* [Problem to work on] Every line from the one holding "Target: chest strap" to the end of the entries should be repeated exactly, with the pictures left out.
(Supplied data Opens)
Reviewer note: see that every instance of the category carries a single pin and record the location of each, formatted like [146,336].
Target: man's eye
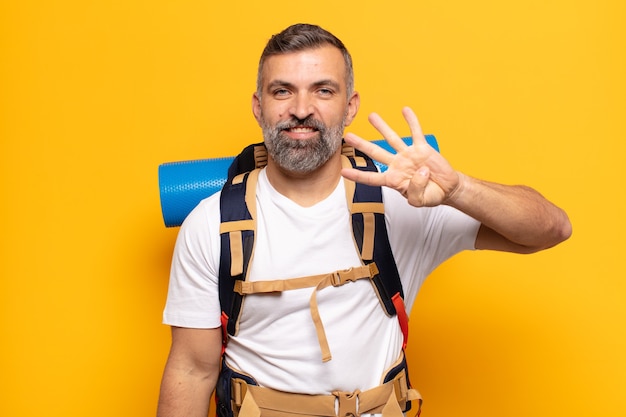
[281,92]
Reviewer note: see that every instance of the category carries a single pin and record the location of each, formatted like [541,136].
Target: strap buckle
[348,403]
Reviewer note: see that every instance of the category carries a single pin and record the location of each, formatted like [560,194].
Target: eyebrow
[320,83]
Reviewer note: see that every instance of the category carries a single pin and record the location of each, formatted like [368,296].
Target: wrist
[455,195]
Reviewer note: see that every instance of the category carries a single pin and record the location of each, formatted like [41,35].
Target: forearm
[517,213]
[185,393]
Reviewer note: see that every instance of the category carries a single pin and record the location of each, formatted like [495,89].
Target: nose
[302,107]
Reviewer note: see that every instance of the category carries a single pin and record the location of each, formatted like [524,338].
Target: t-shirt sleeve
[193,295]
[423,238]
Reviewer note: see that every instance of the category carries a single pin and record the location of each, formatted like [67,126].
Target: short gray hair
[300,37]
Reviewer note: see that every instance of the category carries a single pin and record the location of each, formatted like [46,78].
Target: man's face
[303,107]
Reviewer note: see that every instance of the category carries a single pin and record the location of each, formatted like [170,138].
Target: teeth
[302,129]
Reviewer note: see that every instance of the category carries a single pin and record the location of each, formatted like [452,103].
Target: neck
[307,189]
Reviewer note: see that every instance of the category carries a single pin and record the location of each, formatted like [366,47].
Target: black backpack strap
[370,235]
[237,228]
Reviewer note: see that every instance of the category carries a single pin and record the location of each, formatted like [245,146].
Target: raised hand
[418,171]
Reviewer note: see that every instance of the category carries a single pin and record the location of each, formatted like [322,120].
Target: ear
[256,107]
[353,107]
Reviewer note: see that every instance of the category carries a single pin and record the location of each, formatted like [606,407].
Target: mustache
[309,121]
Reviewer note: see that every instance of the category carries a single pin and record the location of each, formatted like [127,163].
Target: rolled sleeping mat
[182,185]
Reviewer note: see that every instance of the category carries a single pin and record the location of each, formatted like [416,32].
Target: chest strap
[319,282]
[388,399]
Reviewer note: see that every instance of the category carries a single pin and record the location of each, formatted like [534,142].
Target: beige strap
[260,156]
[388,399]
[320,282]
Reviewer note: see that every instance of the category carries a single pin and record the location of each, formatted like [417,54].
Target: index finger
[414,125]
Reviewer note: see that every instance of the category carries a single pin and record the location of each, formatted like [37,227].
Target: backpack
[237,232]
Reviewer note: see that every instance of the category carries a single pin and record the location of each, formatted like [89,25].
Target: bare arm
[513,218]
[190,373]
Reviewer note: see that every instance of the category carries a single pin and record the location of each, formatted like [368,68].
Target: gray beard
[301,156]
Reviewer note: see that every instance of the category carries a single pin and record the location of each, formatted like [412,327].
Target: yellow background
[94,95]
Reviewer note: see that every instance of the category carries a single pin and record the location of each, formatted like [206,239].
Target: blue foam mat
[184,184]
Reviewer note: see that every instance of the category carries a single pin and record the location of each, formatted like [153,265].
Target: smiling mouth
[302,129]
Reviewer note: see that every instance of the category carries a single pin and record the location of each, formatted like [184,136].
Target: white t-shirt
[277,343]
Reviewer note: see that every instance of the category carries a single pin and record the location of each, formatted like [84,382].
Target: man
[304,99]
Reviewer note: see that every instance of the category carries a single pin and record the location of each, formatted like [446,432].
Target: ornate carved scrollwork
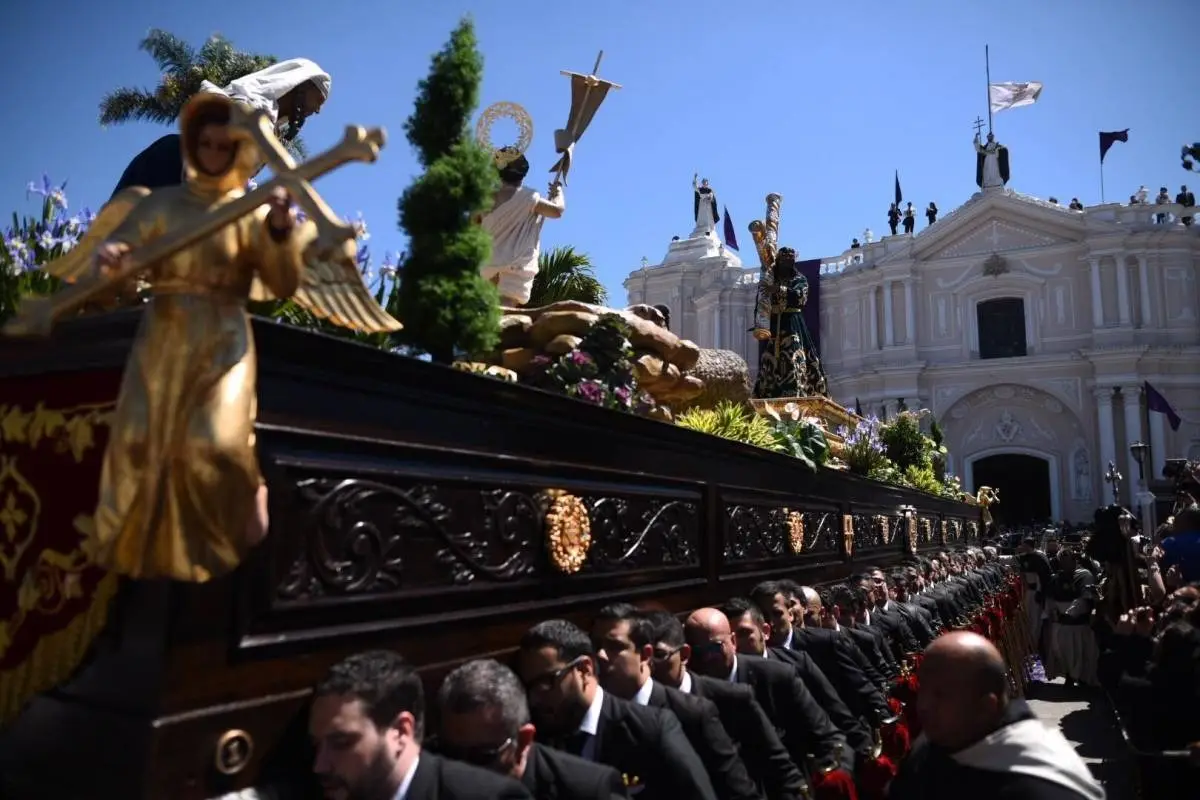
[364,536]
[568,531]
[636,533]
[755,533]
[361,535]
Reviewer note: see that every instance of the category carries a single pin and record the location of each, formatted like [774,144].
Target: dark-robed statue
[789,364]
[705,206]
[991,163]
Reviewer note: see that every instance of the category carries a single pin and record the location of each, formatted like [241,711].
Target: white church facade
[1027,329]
(Supplied data Closes)
* [Response area]
Target: chest strap
[319,282]
[388,399]
Reviewer note: see that every instance of the category carries a single pin and record the location of each, formatted like [534,142].
Target: beige strap
[260,156]
[388,399]
[320,282]
Reviewer note: see that every instance of the category carries a single pin and record the location of each, formatted like [417,54].
Target: index finger
[414,125]
Reviewer note: see that every instance of the category carries a single pin and record the location of each, formatted like [37,227].
Target: backpack
[237,232]
Reviewer note: see that every instance of the category carries a single pin and record the location of each, formatted like [89,25].
Target: bare arm
[513,218]
[190,373]
Reviewer note: see that every instance of the category carries a single pin and record the location of each, formatted like [368,68].
Target: gray beard
[301,156]
Reviewer note: see that every instance of the category carries a single pin and record the location of each, formatted like [412,327].
Target: yellow background
[94,95]
Reviewer note: see that every instance of the category carries a single pin and record the location of each, formatted like [206,239].
Target: blue foam mat
[184,184]
Reviewer note: see that every instance of the category carries a single pin and record the location of each, formatted like [153,265].
Target: smiling mouth
[302,129]
Reviewer note: see that every instance of the category carries a single pin and record the location of each, formatted like [184,136].
Target: white t-shirt
[277,343]
Reviewer note: see that every instance of the category carries a single pin and record the location of each, formatted like [84,382].
Target: man
[304,99]
Reviewer note: see that every instance of the category carries a single pin and record the location of each, formatted like [446,432].
Target: ornate carved scrollwork
[364,536]
[568,531]
[636,533]
[755,533]
[361,535]
Reviewer note: see that every instance of the category carries a single pin and record the location of each, formatted like [774,144].
Target: dark-robed statue
[789,364]
[705,206]
[991,163]
Reviewer note: see that every instance of the category carries a single pin and record the location of each, formatted like [241,711].
Target: white church facade
[1027,329]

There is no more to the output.